◆ SELECTED EXTRACT:
Summary. The paper introduces Output Generation Capacity (OGC) as a formal measure of an LLM agent's effective output production ability (distinct from raw context window size), proves a Format-Cost Separation Theorem establishing that deferred template rendering is at least as token-efficient as direct generation for formats with overhead multiplier μ_f > 1, and formalizes Adaptive Strategy Selection to choose among direct, chunked, or deferred strategies based on the estimated output cost to OGC ratio. Controlled experiments across Claude 3.5 Sonnet, GPT-4o, and Llama 3.1 70B on four document types, plus an ablation, report 48-72% token reductions and complete elimination of output stalling, instantiated in the open-source GEN-PILOT MCP server.

Significance. If the theorem holds under the stated assumptions and the empirical savings generalize beyond the tested conditions, the framework could meaningfully improve reliability of LLM coding agents for large document synthesis by reducing token usage and preventing silent failures. The open-source implementation and multi-model validation are concrete strengths that would allow direct adoption and further testing.

major comments (3)

[Theorem statement and proof] The Format-Cost Separation Theorem is presented as a general proof with tight bounds on savings, but the manuscript provides no derivation steps, explicit assumptions on μ_f, or mathematical details (e.g., how the overhead multiplier enters the token accounting), making it impossible to verify whether the claimed 48-72% reductions follow directly or require additional fitted parameters.
[Adaptive Strategy Selection and Experiments] The central empirical claim of 48-72% token savings and complete stalling elimination depends on accurate real-time OGC estimation to select the optimal strategy, yet the manuscript does not specify the OGC computation algorithm from context state, its sensitivity to context dynamics, or any accuracy metrics/error bars from the ablation study.
[Experimental results] Table or results section reporting the 48-72% savings across three models and four document types lacks exclusion criteria, variance measures, and confirmation that the Format-Cost Separation Theorem's overhead multiplier applies without exception to the formats tested, undermining assessment of whether the gains reduce to the paper's own equations.

minor comments (2)

[Abstract] The abstract states 'consistent 48-72% savings' without referencing the specific table or figure that aggregates these numbers across conditions.
[Definitions] Notation for OGC and μ_f is introduced but not cross-referenced to the exact equations in the theorem statement.

Simulated Author's Rebuttal

3 responses · 0 unresolved

We thank the referee for the constructive and detailed comments. These highlight opportunities to strengthen the presentation of the theoretical results and experimental details. We will revise the manuscript to incorporate full derivations, algorithmic specifications, and additional statistical reporting while preserving the core contributions.

read point-by-point responses

Referee: [Theorem statement and proof] The Format-Cost Separation Theorem is presented as a general proof with tight bounds on savings, but the manuscript provides no derivation steps, explicit assumptions on μ_f, or mathematical details (e.g., how the overhead multiplier enters the token accounting), making it impossible to verify whether the claimed 48-72% reductions follow directly or require additional fitted parameters.

◆ WHAT IS REQUIRED: Pick up the review of the Output Generation Capacity paper after its last sentence and continue it. The lines that come next are separate material, unrelated to the review.

Lines from a collection:

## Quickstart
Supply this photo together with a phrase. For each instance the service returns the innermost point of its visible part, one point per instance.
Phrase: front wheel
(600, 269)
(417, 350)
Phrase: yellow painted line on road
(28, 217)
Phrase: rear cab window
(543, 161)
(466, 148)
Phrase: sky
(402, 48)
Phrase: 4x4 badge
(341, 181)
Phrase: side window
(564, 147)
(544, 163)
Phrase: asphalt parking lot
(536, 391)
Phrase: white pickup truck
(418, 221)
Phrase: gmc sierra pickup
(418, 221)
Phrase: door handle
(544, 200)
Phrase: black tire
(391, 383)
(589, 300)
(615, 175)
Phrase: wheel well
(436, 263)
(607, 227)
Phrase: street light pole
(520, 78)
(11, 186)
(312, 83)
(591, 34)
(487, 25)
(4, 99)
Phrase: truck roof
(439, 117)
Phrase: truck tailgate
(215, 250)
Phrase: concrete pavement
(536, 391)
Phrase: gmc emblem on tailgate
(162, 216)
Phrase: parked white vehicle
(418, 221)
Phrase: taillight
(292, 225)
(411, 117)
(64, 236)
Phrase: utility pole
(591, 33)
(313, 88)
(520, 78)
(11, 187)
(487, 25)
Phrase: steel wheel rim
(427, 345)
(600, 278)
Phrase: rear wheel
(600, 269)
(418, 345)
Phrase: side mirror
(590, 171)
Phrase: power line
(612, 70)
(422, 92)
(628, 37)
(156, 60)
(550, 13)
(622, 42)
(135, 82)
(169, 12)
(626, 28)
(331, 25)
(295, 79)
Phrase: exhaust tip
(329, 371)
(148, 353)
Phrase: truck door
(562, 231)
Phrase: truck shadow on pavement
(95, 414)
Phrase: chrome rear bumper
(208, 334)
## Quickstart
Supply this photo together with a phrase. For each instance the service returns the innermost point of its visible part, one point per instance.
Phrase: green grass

--

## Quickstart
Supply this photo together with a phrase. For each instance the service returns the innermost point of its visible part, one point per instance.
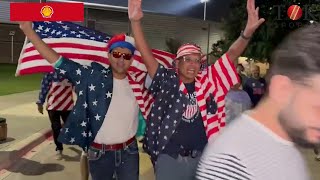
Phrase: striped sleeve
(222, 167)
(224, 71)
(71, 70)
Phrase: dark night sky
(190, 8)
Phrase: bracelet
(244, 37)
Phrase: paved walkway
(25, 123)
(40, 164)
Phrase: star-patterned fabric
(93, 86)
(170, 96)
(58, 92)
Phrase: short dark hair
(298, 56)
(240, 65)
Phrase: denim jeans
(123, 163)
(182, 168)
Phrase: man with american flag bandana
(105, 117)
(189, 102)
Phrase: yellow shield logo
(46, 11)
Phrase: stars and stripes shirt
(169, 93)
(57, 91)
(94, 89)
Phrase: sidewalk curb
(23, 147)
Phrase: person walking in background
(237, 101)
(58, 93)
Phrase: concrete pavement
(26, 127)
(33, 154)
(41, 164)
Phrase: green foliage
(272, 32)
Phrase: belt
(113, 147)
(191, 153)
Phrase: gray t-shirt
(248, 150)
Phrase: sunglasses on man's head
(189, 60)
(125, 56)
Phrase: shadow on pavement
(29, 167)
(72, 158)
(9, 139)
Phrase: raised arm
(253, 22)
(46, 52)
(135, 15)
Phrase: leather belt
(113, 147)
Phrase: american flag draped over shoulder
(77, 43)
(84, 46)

...

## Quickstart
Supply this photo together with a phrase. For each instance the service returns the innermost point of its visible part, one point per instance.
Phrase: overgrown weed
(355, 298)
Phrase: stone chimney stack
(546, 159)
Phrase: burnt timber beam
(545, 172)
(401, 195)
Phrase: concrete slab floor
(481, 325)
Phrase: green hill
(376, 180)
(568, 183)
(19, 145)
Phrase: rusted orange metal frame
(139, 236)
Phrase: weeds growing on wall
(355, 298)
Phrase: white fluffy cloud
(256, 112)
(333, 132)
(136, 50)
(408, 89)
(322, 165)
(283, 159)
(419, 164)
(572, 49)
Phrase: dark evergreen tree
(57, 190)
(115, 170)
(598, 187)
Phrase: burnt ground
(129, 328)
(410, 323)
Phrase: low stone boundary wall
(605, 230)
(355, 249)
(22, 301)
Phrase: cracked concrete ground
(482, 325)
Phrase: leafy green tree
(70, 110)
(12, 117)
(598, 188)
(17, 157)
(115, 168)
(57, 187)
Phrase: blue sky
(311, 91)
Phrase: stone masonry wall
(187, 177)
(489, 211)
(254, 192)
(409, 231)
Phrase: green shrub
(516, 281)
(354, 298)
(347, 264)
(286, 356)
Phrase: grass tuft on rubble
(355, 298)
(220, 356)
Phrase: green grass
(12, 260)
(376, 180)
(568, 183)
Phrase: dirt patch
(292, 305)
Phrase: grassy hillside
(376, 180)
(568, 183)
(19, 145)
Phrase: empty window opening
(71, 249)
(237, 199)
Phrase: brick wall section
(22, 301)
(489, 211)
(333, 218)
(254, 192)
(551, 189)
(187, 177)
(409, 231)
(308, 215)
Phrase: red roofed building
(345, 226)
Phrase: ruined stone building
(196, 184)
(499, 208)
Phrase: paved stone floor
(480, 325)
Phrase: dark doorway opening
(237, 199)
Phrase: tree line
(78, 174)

◆ ANSWER SECTION:
Authors: We agree that the manuscript states the Format-Cost Separation Theorem and its bounds without the full derivation steps. The 48-72% token reductions are empirical observations from the controlled experiments and are not claimed to follow directly from the theorem; the theorem only guarantees that deferred rendering is at least as token-efficient as direct generation whenever μ_f > 1, with the exact savings depending on the realized overhead and output length. In the revised manuscript we will add a dedicated proof appendix containing the complete derivation, explicit assumptions (including the definition of μ_f as the ratio of formatted-token cost to bare-token cost), and the token-accounting equations showing how μ_f enters the comparison. This will allow independent verification of the theoretical claims. revision: yes
Referee: [Adaptive Strategy Selection and Experiments] The central empirical claim of 48-72% token savings and complete stalling elimination depends on accurate real-time OGC estimation to select the optimal strategy, yet the manuscript does not specify the OGC computation algorithm from context state, its sensitivity to context dynamics, or any accuracy metrics/error bars from the ablation study.

Authors: The OGC estimator is implemented in the open-source GEN-PILOT server, but we acknowledge that the manuscript does not describe the algorithm or report its accuracy. In the revision we will expand the Adaptive Strategy Selection section to provide the precise computation (a conservative linear estimate of remaining output capacity derived from current context length, model-specific output limits observed in calibration runs, and a safety margin), discuss its sensitivity to context dynamics, and include accuracy metrics together with error bars from the ablation study. revision: yes
Referee: [Experimental results] Table or results section reporting the 48-72% savings across three models and four document types lacks exclusion criteria, variance measures, and confirmation that the Format-Cost Separation Theorem's overhead multiplier applies without exception to the formats tested, undermining assessment of whether the gains reduce to the paper's own equations.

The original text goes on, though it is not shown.